▸ The problem
Transcribe every line of the data below verbatim, leaving out the images.

*** Dataset extract ***

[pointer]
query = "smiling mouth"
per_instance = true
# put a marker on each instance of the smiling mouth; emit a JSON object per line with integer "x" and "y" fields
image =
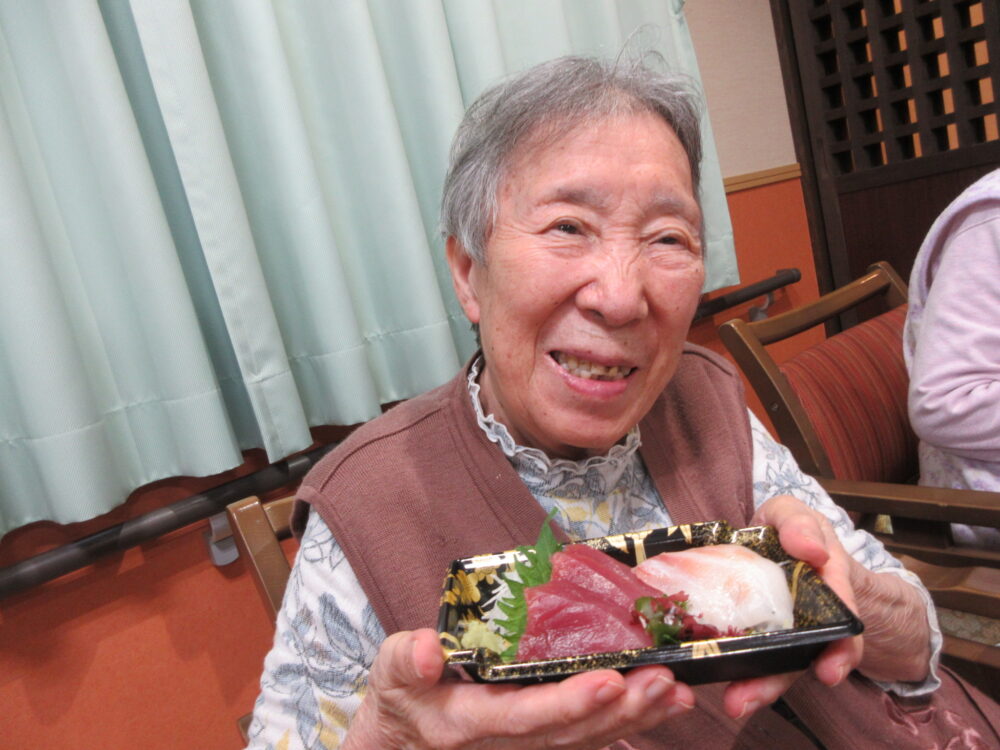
{"x": 581, "y": 368}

***

▸ Solution to this exercise
[pointer]
query = "smiling mouth"
per_instance = true
# put a marker on each instance of the smiling mouth; emit a JSON object per line with integer "x" and "y" fields
image =
{"x": 581, "y": 368}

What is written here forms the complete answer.